+++ Task material +++
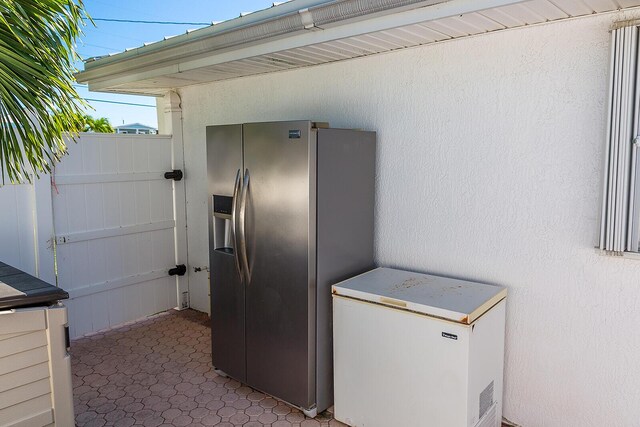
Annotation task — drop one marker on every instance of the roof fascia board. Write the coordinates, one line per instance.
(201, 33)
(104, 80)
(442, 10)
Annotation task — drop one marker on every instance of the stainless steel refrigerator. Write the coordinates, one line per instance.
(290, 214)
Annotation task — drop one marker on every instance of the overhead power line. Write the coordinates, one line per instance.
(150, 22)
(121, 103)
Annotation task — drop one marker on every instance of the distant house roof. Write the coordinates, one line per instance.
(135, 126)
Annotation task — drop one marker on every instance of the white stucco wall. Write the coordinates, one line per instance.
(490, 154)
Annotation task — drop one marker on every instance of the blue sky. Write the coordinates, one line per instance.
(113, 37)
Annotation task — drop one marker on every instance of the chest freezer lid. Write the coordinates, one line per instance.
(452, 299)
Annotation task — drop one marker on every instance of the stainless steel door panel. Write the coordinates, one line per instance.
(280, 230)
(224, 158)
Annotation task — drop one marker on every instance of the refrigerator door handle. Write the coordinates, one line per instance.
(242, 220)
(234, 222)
+++
+++ Task material +++
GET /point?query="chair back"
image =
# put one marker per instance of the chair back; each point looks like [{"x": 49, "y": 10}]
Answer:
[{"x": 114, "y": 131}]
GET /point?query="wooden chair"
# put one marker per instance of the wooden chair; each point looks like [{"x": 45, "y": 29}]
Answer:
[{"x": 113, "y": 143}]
+++
+++ Task material +++
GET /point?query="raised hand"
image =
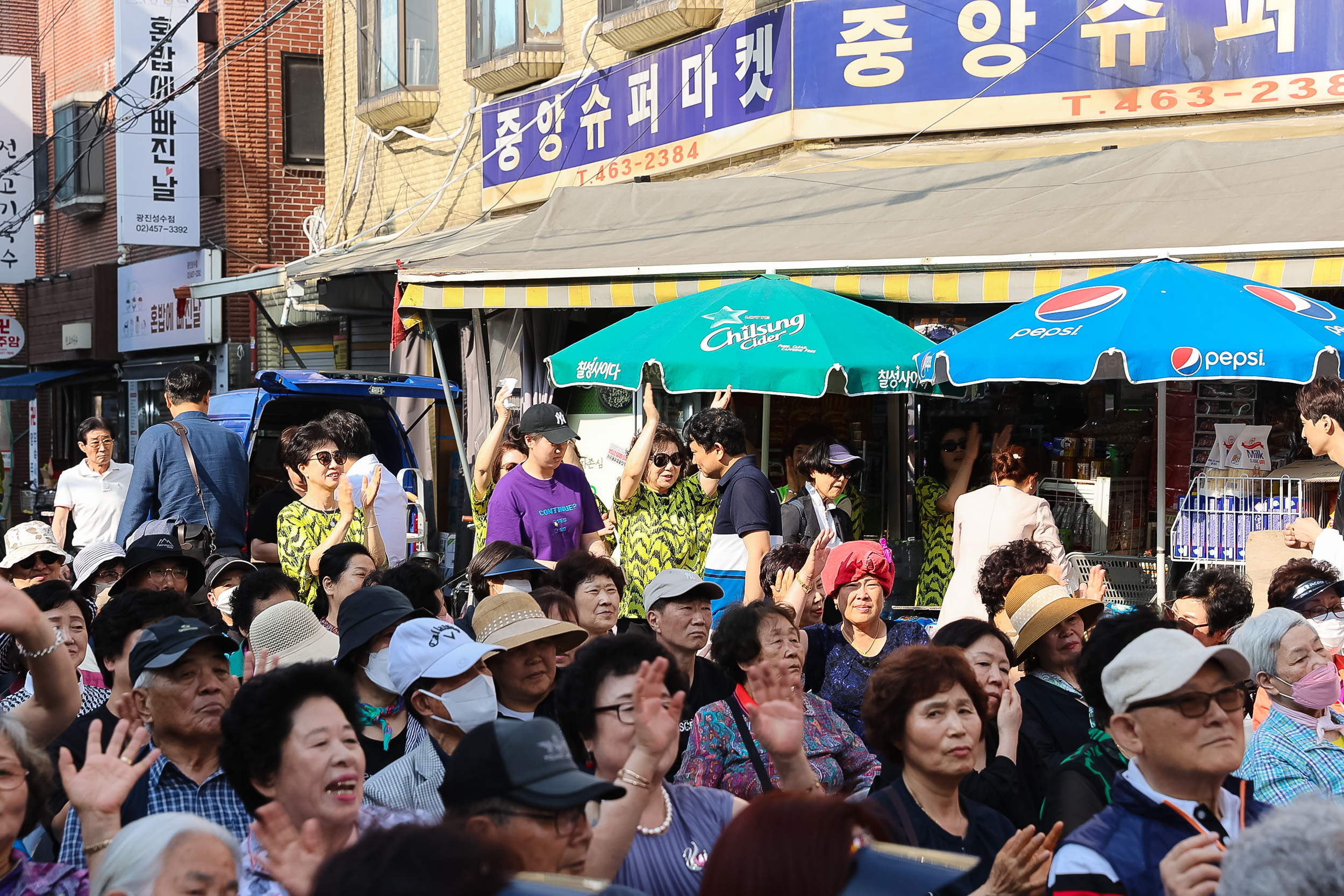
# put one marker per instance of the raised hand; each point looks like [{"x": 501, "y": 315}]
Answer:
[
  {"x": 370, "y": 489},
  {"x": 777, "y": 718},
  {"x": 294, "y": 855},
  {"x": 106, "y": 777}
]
+++
§ **Work instructions**
Every line in the records above that contains the word "wooden" should be copied out.

§ **Problem solution**
GET /point?query="wooden chair"
# put one marker per instance of the wooden chair; each point looks like [{"x": 45, "y": 29}]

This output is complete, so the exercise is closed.